Website:* www.heldediting.com
*Facebook:* www.facebook.com/heldeditingservices
*E-mail:* heldediting AT gmail DOT com

*Testimonials*

"I am very pleased with the editing work Tony did on my last novel. Not only did he grind through it in an efficient manner, but he also provided me with timely updates and sought my input on suggested changes."

Stephen Randorf, author of the Detective Bass Mystery Series

"Working with Tony Held helped me to significantly improve my book, add needed scenes/chapters and remove unnecessary elements. His chapter by chapter feedback was detailed and pointed out where I needed character or scene development, had inconsistencies from any point in the book to another or had simply nailed it and he loved it. He was timely in responses to me and I couldn't be more satisfied with the experience. I highly recommend working with Tony."

Patrick Adams
Owner, Patrick Adams Books

*(Pardon the messy thread below. My business has experienced much evolution since I first set up shop in 2013.)*


----------



## JRTomlin (Jan 18, 2011)

Sounds like a really good deal, Tony, and you have impressive credentials it looks like. I have my next edit booked, but I'll definitely keep you in mind.


----------



## maineavalanche (Mar 22, 2013)

I'm having some works edited by Tony right now and so far I am nothing but happy and Tony has been very professional.


----------



## Guest (Oct 8, 2013)

MATERIAL SHOWN ->
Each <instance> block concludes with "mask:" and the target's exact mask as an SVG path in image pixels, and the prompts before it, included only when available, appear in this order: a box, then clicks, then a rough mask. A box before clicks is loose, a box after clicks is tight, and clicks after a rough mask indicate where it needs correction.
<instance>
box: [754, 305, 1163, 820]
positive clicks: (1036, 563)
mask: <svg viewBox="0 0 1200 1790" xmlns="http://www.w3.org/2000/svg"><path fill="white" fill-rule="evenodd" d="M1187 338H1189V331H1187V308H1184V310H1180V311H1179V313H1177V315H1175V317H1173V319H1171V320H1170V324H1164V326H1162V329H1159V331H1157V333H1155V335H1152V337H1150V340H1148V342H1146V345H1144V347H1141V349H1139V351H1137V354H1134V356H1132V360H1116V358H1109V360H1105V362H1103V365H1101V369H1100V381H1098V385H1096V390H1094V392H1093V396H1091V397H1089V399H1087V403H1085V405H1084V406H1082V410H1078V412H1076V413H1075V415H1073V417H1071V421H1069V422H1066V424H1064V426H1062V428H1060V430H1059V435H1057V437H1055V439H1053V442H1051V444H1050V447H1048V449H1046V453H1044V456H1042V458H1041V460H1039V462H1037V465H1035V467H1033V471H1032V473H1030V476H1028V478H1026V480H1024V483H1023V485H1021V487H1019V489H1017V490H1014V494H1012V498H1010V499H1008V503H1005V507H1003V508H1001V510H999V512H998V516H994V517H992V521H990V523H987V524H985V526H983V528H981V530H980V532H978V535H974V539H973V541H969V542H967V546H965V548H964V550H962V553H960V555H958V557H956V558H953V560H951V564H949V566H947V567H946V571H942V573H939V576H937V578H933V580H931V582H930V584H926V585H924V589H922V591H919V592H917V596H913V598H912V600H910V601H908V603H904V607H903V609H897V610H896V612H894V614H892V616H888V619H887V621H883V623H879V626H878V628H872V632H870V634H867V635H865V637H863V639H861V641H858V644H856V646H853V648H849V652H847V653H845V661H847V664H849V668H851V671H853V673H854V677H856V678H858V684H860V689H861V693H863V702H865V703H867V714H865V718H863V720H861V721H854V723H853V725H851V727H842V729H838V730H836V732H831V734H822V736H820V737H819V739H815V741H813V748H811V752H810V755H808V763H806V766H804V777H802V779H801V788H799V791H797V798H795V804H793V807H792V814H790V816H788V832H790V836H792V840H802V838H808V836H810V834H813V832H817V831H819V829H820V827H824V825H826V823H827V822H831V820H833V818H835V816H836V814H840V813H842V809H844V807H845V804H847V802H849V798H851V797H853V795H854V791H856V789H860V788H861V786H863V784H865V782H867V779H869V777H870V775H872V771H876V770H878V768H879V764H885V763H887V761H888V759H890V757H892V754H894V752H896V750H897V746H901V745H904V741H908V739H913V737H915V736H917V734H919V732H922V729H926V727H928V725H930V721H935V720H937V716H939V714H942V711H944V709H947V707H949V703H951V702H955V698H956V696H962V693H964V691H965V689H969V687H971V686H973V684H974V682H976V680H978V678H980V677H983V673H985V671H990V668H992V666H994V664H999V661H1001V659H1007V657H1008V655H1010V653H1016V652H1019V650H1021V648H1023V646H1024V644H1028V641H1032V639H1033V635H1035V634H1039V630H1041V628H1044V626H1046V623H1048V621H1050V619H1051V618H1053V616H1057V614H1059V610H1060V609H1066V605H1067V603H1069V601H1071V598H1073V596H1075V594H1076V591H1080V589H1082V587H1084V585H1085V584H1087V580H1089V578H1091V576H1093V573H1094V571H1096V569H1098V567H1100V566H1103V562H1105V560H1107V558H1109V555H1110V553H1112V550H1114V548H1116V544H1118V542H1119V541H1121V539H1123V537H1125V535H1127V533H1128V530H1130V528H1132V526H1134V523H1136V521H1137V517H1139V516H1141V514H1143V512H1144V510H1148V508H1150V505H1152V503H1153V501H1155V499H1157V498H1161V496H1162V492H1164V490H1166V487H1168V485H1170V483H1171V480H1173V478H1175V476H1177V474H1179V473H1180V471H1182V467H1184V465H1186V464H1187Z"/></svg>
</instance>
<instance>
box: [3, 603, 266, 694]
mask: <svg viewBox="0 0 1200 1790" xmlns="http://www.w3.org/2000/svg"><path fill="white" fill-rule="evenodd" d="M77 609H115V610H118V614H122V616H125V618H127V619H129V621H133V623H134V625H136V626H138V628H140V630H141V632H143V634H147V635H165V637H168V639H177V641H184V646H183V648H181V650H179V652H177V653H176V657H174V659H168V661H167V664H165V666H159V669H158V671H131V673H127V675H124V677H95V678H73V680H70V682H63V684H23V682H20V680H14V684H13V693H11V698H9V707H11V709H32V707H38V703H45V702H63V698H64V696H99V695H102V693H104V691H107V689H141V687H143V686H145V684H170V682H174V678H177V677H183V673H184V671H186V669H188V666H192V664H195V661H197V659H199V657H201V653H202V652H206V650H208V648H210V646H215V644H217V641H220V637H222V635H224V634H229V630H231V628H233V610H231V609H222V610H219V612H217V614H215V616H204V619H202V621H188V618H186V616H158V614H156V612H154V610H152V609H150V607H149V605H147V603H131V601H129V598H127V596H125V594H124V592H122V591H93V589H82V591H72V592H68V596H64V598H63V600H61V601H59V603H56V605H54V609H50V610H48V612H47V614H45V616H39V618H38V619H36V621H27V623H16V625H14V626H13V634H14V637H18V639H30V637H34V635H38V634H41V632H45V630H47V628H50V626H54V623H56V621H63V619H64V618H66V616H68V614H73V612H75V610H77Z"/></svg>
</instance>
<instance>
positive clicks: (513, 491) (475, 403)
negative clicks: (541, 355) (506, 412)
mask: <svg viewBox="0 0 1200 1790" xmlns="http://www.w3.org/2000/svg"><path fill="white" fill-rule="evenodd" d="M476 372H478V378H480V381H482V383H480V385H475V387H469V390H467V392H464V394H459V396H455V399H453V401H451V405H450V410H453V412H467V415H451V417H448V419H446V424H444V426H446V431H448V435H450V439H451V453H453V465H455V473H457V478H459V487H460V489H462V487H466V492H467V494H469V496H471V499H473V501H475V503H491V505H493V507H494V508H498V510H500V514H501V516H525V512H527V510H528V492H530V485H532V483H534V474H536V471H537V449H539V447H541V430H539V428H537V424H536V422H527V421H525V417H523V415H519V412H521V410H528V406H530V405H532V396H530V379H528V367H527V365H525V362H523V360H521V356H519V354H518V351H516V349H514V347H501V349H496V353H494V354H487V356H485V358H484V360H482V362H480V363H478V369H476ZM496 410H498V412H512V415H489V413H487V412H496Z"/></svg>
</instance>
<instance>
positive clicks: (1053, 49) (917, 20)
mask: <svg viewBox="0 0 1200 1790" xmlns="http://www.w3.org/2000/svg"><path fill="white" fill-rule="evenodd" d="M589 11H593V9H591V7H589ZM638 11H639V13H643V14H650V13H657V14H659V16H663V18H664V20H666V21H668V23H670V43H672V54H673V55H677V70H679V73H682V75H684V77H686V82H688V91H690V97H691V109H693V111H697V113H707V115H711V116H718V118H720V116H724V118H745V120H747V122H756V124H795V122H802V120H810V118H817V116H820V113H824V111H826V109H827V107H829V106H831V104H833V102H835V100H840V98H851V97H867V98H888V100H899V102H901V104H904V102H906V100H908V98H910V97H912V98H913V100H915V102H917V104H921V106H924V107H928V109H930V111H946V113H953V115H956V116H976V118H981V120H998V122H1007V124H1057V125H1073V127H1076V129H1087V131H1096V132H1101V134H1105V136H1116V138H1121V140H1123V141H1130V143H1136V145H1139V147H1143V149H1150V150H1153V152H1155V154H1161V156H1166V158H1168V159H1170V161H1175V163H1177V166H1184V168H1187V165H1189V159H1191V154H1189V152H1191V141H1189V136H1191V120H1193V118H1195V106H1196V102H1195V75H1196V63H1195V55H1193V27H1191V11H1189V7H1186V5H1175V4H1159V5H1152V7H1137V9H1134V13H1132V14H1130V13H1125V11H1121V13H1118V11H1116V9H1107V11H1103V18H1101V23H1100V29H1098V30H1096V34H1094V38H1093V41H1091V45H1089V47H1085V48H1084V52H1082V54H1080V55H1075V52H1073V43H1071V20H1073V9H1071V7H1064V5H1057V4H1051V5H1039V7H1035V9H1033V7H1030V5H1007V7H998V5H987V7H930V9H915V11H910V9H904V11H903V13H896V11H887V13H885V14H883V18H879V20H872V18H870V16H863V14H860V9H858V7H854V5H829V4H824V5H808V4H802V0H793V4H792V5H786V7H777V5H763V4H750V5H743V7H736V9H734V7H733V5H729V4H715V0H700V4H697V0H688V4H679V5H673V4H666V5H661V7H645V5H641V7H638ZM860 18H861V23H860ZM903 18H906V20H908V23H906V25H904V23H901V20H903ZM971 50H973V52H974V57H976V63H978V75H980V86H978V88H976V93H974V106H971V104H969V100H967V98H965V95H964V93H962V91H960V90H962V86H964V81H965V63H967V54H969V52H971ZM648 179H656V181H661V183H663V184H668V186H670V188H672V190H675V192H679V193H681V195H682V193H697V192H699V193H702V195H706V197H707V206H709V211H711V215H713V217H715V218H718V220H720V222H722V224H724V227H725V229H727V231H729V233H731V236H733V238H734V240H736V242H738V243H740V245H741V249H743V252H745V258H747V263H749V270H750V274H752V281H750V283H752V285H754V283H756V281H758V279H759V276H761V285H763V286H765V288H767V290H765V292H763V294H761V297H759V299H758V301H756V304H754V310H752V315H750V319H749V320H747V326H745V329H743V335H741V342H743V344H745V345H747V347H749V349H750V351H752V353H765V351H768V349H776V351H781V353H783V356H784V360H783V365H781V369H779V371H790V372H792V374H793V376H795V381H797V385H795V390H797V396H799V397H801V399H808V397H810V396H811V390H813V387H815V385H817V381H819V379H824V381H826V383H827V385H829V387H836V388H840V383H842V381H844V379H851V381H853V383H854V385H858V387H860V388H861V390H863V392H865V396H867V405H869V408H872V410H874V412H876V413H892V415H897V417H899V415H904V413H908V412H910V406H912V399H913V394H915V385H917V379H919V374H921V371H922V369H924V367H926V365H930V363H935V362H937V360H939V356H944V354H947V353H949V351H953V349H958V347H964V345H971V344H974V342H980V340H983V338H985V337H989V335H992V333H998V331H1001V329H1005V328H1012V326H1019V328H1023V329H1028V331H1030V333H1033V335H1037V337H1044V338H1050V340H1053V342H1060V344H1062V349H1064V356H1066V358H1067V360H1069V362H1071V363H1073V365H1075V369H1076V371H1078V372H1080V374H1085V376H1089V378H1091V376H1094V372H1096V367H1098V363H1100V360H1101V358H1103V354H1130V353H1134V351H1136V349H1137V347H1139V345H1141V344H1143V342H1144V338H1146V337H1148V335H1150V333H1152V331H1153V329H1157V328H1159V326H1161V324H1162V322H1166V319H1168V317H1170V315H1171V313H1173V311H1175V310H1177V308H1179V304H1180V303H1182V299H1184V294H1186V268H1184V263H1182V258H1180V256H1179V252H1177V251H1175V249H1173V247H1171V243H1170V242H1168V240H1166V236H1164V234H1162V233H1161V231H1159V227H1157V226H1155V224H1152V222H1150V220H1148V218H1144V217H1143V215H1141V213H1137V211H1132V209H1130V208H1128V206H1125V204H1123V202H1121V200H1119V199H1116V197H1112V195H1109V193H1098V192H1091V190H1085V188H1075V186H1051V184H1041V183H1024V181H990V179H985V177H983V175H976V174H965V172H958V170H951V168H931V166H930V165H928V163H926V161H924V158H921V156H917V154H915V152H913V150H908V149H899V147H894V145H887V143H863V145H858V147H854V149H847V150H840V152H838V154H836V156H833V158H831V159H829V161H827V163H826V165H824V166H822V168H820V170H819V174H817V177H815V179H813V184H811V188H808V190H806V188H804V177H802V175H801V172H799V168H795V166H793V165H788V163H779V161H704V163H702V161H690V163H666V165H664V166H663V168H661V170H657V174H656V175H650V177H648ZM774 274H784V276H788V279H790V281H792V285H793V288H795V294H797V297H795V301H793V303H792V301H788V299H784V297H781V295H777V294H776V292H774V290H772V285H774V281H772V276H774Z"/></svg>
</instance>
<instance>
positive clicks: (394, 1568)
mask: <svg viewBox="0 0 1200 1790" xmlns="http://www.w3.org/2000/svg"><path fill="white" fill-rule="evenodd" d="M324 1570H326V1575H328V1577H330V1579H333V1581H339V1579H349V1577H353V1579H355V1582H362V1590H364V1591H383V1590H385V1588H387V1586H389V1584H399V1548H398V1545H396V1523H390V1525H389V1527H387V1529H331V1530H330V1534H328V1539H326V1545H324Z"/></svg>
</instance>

APPLY WHAT YOU READ ->
• a. Rewrite the editing-services thread starting with "## JRTomlin (Jan" and going on through "(Mar 22, 2013)", substituting "qualifications" for "credentials".
• b. Continue the editing-services thread from the point at which it ends.

REPLIES ->
• a.
## JRTomlin (Jan 18, 2011)

Sounds like a really good deal, Tony, and you have impressive qualifications it looks like. I have my next edit booked, but I'll definitely keep you in mind.


----------



## maineavalanche (Mar 22, 2013)

• b.
> I also throw in free reviews of all the books I edit upon their publication. I post my reviews to Amazon.com, Goodreads, and other venues to help get word of mouth publicity started about the book.


You do realize that this is a violation of the Amazon review TOS, correct? 


> What's not allowed
> Amazon is pleased to provide this forum for you to share your opinions on products. While we appreciate your time and comments, we limit customer participation to one review per product and reserve the right to remove reviews that include any of the following:
> 
> Objectionable material:
> ...


Further, if you are not disclosing your relationship with the author when posting the reviews, you are also violating FCC regulations regarding disclosure and endorsements. Amazon might just ban you from their site if you get caught. The FCC can fine you tens of thousands of dollars.


----------



## TonyWrites (Oct 1, 2013)

FYI: I am no longer offering reviews as a bonus to my work.  (I respect the Amazon TOS and FCC regulations.)


----------



## Betsy the Quilter (Oct 27, 2008)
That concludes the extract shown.